::: Texto para leitura

O que me espanta é que muita gente que é meu amigo hoje sequer tinha
nascido naqueles idos do meu alvorecer para outros olhares de mundo. O que sei
é que a vida seguiu, e hoje, se tenho uma coisa preciosa na vida, é esse meu
colar de amigos que sabe chorar junto quando fica sabendo que em Faluja foram
destruídas 36.000 casas por bombardeios invasores (se você não sabe onde é Faluja,
preste mais atenção no que acontece no SEU mundo!), que em Faluja e outros
lugares do Iraque as pessoas são atacadas com a proibida arma química chamada
fósforo branco, e viram caveiras dentro das suas roupas intocadas, porque o
fósforo branco só atua sobre coisas que contenham água, como células humanas,
por exemplo. Eu citei Faluja porque é uma das coisas que mais me horroriza,
aquela cidade sacrificada ao algoz por mera brincadeirinha, onde até os médicos
e os doentes do hospital foram bombardeados inapelavelmente, onde as pessoas
ainda apodrecem sob seus escombros, nesta virada de ano para o 2006 d.C. Faluja
é só um exemplo: e o Afeganistão, e Guantánamo, e a Palestina, e os cárceres
secretos onde se tortura e se humilha em plena “civilizada” Europa, e as
barbaridades acontecidas contra as minorias, e os rios que são salvos porque
bispos com consciência decidem morrer por eles ... ah! Meu querido John Lennon,
o sonho não acabou! Tenho o privilégio desse colar de amigos que ainda sabe
chorar e sonhar, e que vai para o bar comemorar, de tanta felicidade, quando um
índio aimara, quase pela primeira vez na História dos Índios, se elege
presidente de um país! Evo Morales é como um símbolo para mim, para nós,
símbolo de que os nossos sonhos podem ser sonhados, que não estamos errados,
que os excluídos destinados à destruição (como diria Hitler: “à solução final”)
sabem muito, e podem se organizar e reagir aos desmandos impiedosos de uma
entidade chamada Capital, coisa recente no mundo, forma de viver que tem lá
seus meros 250 anos, mas que é tão prepotente que faz com que a maioria dos
seres humanos pensem que sempre se viveu assim...

::::::

Perguntas a responder ▸
a. Resuma o texto em duas frases.
b. Segundo o texto, quantas casas foram destruídas em Faluja por bombardeios invasores?
Os registros a seguir não têm relação com o texto.

::: Extratos de dados

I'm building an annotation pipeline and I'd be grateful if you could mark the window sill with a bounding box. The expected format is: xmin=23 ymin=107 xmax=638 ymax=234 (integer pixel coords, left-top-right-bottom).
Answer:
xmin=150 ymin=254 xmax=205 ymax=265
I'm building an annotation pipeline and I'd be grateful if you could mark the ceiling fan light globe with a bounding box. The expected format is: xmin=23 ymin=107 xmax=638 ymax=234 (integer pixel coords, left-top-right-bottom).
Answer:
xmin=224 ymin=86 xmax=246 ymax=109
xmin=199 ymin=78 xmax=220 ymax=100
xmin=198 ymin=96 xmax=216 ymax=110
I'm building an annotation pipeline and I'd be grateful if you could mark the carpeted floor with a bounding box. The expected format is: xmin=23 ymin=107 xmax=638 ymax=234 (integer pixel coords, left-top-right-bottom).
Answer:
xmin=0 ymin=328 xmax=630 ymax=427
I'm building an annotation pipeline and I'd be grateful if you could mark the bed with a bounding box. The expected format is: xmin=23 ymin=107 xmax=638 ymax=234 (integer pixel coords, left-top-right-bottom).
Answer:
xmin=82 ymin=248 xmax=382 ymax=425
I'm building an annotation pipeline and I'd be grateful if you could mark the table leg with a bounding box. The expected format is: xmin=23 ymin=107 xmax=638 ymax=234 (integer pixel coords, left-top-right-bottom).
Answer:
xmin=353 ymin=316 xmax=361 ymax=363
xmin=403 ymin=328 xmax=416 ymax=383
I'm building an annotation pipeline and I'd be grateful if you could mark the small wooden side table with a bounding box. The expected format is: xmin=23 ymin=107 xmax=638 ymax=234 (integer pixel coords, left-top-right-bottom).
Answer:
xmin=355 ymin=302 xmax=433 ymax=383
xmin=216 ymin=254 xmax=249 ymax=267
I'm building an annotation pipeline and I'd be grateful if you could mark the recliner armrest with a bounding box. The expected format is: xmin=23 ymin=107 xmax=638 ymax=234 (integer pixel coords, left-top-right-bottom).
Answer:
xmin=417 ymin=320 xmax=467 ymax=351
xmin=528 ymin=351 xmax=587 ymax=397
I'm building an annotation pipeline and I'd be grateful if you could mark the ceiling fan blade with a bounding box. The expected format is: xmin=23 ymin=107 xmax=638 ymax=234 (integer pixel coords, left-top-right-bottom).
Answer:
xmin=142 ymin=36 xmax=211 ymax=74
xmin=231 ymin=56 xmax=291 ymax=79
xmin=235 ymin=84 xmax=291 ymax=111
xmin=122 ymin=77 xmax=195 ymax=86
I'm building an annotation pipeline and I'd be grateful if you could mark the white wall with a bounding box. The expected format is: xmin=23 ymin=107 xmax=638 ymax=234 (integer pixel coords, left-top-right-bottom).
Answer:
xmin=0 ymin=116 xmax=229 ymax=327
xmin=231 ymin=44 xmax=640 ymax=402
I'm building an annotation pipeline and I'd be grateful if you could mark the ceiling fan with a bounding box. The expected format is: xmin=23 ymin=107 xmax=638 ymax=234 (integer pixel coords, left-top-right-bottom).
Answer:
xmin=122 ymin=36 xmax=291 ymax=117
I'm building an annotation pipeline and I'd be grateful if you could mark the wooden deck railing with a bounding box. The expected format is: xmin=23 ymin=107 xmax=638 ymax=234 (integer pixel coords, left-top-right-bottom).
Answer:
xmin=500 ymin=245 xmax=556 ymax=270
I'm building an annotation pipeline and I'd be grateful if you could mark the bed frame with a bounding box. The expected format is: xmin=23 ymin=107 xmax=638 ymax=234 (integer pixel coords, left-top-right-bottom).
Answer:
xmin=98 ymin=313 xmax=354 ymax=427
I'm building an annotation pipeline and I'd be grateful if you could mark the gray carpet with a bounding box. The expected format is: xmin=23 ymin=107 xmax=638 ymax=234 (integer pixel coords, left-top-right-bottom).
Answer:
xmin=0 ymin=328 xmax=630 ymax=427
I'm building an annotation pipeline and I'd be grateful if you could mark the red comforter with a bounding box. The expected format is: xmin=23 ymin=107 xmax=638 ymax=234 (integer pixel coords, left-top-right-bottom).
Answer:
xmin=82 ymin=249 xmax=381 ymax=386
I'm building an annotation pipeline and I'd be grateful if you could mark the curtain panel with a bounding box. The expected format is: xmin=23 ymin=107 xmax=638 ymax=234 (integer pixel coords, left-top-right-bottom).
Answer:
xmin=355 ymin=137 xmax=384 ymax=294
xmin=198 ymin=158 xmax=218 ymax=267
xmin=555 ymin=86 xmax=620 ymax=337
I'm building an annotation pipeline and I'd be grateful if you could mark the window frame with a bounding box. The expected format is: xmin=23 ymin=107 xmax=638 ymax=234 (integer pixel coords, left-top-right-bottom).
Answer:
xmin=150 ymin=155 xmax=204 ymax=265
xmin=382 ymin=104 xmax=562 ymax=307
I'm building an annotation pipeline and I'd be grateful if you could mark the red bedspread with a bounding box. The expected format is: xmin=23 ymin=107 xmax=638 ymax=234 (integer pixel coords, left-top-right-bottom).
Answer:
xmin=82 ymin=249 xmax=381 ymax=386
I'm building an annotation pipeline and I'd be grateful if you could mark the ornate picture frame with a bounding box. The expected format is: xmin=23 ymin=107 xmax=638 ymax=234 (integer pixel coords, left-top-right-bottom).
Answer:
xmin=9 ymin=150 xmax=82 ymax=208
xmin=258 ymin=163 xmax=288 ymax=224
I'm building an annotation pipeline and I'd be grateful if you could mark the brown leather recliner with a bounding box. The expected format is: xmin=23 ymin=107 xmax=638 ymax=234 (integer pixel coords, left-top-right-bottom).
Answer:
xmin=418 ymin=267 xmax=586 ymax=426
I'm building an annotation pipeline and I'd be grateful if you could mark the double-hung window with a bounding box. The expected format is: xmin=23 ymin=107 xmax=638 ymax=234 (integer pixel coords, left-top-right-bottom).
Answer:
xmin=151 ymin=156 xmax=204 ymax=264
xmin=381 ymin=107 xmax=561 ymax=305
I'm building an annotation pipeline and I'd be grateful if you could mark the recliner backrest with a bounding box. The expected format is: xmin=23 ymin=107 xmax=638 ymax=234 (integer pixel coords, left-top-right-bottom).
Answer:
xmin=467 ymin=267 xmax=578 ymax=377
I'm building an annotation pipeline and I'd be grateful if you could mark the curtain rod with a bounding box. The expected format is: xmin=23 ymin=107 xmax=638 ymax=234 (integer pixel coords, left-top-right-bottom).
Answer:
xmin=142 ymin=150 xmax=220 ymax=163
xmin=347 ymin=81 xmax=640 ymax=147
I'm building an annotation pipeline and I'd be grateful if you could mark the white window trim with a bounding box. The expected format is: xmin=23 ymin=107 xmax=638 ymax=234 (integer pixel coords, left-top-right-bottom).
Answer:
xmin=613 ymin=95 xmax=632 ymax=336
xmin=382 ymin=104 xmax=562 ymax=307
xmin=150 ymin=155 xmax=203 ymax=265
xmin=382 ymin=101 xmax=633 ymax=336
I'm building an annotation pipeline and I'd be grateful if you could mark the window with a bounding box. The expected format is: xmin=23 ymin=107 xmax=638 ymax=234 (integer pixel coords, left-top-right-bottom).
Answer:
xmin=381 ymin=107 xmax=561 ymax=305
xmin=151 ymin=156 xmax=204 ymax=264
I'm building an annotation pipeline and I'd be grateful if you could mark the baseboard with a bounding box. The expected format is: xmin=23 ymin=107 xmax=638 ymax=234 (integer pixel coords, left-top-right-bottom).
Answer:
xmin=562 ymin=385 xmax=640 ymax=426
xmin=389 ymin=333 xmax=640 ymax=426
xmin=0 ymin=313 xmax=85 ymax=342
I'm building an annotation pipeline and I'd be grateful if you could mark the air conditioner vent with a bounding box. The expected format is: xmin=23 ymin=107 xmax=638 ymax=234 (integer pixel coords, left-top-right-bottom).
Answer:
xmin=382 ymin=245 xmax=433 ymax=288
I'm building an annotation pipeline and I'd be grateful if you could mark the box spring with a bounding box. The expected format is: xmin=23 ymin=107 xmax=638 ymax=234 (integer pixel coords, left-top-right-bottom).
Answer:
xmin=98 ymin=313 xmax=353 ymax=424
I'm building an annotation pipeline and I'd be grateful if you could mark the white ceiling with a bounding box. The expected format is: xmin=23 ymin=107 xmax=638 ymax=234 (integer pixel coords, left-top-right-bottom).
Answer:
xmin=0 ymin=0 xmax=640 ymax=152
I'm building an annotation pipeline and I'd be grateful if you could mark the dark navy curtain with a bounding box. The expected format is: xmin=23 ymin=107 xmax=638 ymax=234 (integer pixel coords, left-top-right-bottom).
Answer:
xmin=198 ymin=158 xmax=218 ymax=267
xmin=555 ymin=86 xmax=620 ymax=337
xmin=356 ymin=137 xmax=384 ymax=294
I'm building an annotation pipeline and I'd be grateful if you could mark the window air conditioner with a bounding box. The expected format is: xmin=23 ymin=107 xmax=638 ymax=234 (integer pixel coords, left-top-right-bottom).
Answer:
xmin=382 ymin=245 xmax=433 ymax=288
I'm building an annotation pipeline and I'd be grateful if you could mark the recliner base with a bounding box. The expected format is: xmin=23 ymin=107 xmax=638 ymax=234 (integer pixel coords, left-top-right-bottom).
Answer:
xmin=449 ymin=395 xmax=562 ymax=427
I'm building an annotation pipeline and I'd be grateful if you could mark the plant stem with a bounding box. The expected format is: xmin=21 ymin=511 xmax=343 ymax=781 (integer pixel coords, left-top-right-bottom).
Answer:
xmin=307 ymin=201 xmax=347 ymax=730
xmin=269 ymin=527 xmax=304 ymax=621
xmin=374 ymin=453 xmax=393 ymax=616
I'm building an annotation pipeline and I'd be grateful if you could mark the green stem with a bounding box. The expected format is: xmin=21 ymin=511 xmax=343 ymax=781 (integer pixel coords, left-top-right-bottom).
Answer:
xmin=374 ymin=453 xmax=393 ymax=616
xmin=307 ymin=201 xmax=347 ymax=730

::::::

Lista de respostas ▸
a. O texto chama de coisa preciosa um colar de amigos que sabe chorar junto diante de atrocidades como a destruição de 36.000 casas em Faluja por bombardeios e os ataques com fósforo branco no Iraque. Esses amigos também sabem sonhar e comemoram a eleição do índio aimara Evo Morales para presidente, que o texto trata como símbolo de que os excluídos podem se organizar e reagir aos desmandos do Capital.

b. Foram destruídas 36.000 casas.